Begin Raw records

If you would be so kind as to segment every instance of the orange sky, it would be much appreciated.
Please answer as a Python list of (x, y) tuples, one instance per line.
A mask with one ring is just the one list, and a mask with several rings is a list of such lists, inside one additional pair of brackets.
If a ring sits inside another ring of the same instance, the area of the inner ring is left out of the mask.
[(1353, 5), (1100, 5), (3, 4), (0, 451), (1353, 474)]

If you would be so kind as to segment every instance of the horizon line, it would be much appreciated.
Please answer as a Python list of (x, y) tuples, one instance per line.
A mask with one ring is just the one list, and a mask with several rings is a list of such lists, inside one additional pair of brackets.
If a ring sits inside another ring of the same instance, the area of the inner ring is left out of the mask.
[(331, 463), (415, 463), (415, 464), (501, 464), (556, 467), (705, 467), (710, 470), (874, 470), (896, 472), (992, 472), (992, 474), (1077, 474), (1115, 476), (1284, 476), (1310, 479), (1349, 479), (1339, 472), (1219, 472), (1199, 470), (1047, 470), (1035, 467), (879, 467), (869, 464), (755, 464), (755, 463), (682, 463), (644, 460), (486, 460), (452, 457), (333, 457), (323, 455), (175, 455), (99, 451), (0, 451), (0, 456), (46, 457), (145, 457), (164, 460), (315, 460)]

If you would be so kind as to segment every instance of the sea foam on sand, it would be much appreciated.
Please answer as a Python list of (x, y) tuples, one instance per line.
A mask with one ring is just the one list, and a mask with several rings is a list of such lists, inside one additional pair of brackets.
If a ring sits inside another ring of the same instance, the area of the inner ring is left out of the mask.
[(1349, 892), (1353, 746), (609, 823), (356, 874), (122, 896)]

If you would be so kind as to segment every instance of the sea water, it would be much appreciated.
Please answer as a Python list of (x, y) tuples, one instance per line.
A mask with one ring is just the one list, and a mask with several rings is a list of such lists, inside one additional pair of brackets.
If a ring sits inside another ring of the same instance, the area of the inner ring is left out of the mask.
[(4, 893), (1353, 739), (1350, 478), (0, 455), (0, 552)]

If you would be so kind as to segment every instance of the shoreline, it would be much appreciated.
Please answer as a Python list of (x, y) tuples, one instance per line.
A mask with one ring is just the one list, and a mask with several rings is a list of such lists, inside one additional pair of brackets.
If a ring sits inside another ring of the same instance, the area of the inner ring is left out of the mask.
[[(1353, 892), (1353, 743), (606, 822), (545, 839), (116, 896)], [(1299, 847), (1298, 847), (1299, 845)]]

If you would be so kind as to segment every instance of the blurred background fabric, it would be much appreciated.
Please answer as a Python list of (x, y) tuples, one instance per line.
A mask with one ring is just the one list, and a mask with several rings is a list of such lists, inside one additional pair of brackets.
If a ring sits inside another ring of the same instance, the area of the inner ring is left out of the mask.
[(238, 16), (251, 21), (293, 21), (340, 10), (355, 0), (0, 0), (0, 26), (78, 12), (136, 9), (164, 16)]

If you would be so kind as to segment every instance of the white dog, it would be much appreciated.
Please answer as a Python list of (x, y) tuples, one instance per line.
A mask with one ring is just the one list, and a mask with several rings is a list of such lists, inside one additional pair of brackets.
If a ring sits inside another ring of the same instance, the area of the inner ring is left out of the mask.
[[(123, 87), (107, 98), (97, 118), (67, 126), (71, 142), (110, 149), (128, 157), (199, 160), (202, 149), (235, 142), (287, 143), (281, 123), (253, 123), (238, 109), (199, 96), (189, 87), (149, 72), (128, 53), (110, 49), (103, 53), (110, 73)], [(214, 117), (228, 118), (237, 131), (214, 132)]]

End Raw records

Given instruction: Render the material as a two-column CSV with the headers text and answer. Give each marked answer its own row next to the full text that precedes it, quote every field, and replace line breaks with spaces.

Solution:
text,answer
"If you would be so kind as to segment every instance of the orange sky, it would be much appreciated. Please answer as a Python list of (x, y) tuples, one instance per line. A mask with one ring is just the one list, and a mask with several rings is a list of such lists, inside one additional pair of brackets. If a ring sits inside another ring of the same instance, the area of the inner ring is left out of the mask.","[(1353, 5), (1100, 5), (3, 4), (0, 451), (1353, 474)]"
"If you would be so kind as to segment every instance of the horizon line, it would be much appreciated. Please answer as a Python list of (x, y) tuples, one instance per line. A mask with one ring is just the one list, and a mask with several rings is a list of such lists, inside one additional pair of brackets. If a ring sits inside another ring of the same instance, the area of the inner ring is left out of the mask.","[(331, 463), (415, 463), (415, 464), (501, 464), (556, 467), (705, 467), (710, 470), (874, 470), (896, 472), (992, 472), (992, 474), (1077, 474), (1115, 476), (1284, 476), (1310, 479), (1349, 479), (1339, 472), (1219, 472), (1199, 470), (1047, 470), (1035, 467), (879, 467), (869, 464), (755, 464), (755, 463), (682, 463), (644, 460), (486, 460), (452, 457), (333, 457), (323, 455), (175, 455), (99, 451), (0, 451), (0, 456), (46, 457), (145, 457), (164, 460), (315, 460)]"
"If you would be so kind as to segment every instance of the sea foam on sand, it would be much appreciated. Please answer as a Python list of (x, y) tuples, one instance per line. A mask with one ring is just the one list, and a mask with several rings is a list of such lists, inside one additional pair of brackets. If a ring sits inside another ring of the same instance, the area of the inner ring is left out of the mask.","[(1349, 892), (1353, 746), (609, 823), (356, 874), (122, 896)]"
"If you would be so kind as to segment every instance of the sea water, it would be much appreciated. Please answer as a Python list of (x, y) tuples, one instance per line. A mask with one ring is just the one list, and a mask with several rings is a list of such lists, inside one additional pair of brackets. If a ring sits inside another ring of the same instance, the area of the inner ring is left out of the mask.","[(4, 893), (1353, 739), (1350, 478), (0, 455), (0, 552)]"
"If you would be so kind as to segment every instance of the shoreline, it would be much appreciated. Please answer as a Python list of (x, y) tuples, one instance per line. A mask with one ring is just the one list, and a mask with several rings is a list of such lists, inside one additional pair of brackets. If a ring sits inside another ring of the same instance, the area of the inner ring is left out of the mask.","[[(1353, 892), (1353, 743), (606, 822), (545, 839), (116, 896)], [(1299, 847), (1298, 847), (1299, 845)]]"
"If you would be so kind as to segment every instance of the blurred background fabric, it would be much appreciated. Please answer as a Python list of (x, y) tuples, one instance per line. A mask with one ring is just the one list, and a mask with several rings is a list of such lists, inside one additional pair of brackets. If a ring sits inside another ring of the same instance, the area of the inner ring is left out of the mask.","[(238, 16), (251, 21), (293, 21), (340, 10), (355, 0), (0, 0), (0, 26), (78, 12), (136, 9), (164, 16)]"
"If you would be so kind as to segment every instance of the white dog, it would be much appreciated. Please answer as a Python list of (x, y) tuples, one instance per line. A mask with one ring is just the one list, and a mask with several rings is a list of such lists, inside one additional pair of brackets. If a ring sits inside another ring of the same instance, the area of the inner ring is left out of the mask.","[[(123, 87), (107, 98), (97, 118), (67, 126), (71, 142), (110, 149), (128, 157), (199, 160), (202, 149), (235, 142), (287, 143), (281, 123), (253, 123), (238, 109), (199, 96), (189, 87), (149, 72), (128, 53), (110, 49), (103, 53), (110, 73)], [(214, 117), (228, 118), (237, 131), (214, 132)]]"